• Instructions to follow
Pull out each line below that contains the word "camouflage" and copy it in full.

(Object position labeling entries)
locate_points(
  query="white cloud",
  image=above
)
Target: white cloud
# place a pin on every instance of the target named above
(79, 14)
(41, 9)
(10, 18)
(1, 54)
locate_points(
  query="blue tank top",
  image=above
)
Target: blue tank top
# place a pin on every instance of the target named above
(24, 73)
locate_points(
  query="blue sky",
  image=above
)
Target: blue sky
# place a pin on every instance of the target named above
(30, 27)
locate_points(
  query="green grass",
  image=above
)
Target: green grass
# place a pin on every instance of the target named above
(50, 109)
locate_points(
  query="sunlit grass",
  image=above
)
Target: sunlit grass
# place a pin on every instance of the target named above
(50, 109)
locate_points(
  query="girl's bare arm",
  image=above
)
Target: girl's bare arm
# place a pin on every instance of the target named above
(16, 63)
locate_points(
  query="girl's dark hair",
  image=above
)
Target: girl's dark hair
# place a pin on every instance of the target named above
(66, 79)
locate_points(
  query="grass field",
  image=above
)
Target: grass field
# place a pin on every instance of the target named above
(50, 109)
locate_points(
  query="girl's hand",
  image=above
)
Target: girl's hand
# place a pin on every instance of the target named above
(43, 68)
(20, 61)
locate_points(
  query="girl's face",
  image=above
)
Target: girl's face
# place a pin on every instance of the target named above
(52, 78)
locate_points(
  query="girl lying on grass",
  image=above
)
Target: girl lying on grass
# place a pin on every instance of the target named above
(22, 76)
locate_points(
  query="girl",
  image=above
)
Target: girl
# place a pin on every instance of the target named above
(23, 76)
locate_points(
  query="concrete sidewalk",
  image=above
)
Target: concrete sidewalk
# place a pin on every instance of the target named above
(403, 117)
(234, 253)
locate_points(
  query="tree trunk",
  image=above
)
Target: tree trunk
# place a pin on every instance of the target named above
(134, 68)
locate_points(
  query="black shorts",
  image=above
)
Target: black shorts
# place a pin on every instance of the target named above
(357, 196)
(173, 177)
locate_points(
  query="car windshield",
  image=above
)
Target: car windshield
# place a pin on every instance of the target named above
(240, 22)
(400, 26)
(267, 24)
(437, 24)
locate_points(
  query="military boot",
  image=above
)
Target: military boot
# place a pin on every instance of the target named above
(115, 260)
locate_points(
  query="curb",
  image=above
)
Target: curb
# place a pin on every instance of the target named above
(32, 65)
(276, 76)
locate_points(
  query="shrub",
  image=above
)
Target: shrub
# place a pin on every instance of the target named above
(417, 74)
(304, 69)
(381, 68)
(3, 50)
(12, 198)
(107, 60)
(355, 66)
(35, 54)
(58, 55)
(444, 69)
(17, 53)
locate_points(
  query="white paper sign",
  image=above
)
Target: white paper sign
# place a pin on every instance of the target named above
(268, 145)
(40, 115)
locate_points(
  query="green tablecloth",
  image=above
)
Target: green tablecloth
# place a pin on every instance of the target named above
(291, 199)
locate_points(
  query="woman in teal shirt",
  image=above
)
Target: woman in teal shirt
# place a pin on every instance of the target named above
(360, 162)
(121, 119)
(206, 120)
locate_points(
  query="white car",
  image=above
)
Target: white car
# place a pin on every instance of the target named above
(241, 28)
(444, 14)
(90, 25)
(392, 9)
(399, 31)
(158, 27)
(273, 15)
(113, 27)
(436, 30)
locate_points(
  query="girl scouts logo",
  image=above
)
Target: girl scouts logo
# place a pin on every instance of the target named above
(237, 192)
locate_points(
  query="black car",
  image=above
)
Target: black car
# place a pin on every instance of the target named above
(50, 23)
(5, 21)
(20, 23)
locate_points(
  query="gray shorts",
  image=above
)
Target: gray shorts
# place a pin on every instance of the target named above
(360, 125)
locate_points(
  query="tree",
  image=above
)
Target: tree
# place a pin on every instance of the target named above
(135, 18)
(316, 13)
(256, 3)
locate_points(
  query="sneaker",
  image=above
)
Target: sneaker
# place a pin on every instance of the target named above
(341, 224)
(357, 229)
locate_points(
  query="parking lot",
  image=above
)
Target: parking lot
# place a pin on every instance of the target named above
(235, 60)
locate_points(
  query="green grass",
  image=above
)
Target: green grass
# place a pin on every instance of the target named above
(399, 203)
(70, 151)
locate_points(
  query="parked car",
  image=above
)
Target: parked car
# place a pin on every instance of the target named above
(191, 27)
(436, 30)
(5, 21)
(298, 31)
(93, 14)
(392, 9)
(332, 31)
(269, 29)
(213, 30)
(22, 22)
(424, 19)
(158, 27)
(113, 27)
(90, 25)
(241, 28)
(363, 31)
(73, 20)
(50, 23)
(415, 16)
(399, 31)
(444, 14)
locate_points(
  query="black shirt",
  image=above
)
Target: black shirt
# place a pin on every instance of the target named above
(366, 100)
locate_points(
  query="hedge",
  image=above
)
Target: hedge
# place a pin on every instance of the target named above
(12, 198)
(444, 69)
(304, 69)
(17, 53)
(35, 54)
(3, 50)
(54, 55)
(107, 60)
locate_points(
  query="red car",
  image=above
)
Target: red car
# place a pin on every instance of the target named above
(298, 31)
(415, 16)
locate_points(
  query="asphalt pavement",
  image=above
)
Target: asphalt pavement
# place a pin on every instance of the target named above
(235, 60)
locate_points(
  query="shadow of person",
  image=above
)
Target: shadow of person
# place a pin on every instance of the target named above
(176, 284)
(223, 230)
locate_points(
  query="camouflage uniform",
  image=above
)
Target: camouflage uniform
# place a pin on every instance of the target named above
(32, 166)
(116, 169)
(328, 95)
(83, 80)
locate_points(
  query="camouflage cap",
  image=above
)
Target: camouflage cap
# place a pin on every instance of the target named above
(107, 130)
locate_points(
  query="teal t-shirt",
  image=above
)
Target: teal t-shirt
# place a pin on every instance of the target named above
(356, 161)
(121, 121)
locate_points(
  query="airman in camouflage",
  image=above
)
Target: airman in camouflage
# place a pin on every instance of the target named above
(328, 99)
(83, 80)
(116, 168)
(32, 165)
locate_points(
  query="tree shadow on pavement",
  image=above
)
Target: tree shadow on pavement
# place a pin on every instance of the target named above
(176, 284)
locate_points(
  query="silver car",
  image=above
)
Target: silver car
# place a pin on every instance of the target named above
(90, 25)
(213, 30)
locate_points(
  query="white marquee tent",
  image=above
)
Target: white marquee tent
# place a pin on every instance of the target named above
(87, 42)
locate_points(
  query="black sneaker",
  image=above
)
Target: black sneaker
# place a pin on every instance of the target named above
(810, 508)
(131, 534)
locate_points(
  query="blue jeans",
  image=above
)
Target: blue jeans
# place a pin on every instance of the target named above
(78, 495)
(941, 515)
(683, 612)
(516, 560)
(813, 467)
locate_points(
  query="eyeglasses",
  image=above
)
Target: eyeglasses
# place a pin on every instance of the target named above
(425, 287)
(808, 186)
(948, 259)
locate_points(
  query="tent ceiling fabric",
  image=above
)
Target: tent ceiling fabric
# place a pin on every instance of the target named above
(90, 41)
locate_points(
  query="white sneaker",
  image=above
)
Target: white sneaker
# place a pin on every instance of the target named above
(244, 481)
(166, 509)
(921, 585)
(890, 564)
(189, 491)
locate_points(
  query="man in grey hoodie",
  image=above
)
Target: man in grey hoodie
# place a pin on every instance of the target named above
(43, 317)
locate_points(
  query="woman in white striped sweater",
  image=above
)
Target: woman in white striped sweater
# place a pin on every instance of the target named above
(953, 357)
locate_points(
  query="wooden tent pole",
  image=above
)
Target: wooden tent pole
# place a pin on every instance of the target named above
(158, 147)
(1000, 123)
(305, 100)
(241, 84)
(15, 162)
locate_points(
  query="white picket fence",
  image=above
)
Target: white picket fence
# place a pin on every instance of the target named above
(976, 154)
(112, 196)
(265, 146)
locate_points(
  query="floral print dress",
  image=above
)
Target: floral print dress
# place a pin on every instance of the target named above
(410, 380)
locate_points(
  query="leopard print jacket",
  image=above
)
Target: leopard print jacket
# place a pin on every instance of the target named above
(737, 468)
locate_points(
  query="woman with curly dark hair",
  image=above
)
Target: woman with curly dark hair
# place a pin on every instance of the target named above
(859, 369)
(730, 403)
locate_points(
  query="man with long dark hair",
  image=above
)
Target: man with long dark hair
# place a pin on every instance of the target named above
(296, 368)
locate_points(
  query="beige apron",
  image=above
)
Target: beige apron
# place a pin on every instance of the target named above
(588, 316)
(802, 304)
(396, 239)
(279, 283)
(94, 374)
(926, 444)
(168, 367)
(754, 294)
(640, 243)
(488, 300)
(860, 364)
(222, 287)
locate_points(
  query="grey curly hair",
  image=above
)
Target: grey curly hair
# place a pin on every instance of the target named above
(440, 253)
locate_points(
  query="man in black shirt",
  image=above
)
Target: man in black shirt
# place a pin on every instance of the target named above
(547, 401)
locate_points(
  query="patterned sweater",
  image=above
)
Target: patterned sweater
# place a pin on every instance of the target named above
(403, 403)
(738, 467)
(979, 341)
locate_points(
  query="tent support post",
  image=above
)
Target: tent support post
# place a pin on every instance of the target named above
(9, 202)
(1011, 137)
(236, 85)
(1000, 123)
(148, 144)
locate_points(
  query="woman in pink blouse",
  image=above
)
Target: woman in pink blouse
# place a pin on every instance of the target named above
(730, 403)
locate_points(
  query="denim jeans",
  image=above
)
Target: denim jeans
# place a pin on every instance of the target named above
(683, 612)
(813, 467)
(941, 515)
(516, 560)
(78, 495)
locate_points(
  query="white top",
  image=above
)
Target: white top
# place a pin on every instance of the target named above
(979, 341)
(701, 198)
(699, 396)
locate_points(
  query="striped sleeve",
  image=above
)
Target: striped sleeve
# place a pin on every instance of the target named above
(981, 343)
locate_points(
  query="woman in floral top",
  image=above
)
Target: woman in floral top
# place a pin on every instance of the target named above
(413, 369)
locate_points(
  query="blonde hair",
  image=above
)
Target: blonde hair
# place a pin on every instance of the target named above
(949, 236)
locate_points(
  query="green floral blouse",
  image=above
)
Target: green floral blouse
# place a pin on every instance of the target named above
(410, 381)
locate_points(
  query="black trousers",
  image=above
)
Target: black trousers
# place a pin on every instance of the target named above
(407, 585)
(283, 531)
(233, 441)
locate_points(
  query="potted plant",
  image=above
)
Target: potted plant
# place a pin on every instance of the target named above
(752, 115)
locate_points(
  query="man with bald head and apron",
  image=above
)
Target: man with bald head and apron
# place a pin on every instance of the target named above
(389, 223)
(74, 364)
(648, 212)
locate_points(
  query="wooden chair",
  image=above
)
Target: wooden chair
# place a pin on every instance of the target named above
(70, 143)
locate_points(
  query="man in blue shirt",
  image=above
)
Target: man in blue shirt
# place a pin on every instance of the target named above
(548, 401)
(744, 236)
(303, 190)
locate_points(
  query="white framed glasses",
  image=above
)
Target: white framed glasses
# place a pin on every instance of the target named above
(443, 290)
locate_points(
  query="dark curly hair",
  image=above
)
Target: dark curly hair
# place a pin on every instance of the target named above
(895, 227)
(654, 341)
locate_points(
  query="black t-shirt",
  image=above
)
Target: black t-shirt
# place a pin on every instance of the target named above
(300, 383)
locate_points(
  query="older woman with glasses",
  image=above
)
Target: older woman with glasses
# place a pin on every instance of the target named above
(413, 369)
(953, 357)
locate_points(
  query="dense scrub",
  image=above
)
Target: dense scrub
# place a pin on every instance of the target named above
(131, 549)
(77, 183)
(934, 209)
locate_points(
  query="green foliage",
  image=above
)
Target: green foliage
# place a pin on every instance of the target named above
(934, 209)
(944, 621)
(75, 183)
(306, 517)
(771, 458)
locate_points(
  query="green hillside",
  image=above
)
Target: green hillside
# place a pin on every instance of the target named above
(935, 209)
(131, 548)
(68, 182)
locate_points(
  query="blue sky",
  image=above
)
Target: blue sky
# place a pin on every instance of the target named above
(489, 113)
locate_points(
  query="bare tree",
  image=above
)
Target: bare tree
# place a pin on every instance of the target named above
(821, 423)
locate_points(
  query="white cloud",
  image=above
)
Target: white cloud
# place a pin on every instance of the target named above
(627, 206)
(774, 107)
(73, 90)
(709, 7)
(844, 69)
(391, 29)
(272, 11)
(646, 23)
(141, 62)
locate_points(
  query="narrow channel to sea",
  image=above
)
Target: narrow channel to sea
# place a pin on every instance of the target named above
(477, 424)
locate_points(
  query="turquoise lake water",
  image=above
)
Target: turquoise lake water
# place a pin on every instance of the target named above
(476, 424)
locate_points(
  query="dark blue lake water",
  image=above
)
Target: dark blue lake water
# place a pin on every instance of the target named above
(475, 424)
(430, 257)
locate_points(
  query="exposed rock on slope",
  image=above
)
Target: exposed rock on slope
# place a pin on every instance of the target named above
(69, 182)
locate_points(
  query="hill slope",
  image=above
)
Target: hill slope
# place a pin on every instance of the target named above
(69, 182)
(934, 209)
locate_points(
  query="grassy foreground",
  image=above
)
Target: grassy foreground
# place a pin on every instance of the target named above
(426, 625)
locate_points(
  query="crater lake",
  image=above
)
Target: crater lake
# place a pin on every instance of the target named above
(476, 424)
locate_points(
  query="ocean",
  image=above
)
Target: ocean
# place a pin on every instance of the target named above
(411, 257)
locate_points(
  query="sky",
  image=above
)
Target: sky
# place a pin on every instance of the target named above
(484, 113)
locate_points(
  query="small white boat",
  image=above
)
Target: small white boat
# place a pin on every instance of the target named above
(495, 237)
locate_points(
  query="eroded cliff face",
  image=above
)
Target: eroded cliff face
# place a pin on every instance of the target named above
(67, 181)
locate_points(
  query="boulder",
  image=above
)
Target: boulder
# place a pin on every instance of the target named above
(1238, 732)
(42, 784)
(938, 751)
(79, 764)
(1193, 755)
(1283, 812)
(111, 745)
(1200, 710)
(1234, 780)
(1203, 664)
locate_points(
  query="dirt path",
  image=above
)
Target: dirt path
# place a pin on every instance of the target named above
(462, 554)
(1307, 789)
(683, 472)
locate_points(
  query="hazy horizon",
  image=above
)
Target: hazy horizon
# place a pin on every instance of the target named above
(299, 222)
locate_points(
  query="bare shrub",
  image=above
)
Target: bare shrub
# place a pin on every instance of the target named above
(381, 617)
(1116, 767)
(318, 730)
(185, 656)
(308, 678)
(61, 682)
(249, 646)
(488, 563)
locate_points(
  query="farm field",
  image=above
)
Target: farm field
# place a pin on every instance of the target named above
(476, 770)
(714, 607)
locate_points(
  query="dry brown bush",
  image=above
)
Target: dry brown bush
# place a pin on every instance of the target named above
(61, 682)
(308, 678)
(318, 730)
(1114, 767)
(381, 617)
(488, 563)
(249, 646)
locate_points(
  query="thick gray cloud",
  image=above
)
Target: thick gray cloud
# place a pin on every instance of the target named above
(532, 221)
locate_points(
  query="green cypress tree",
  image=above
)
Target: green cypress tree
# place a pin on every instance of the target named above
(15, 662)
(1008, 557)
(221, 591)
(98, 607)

• Exercise solution
  query="camouflage uniform",
Target: camouflage uniform
  query="camouflage cap",
Target: camouflage cap
  query="airman in camouflage",
Target: airman in camouflage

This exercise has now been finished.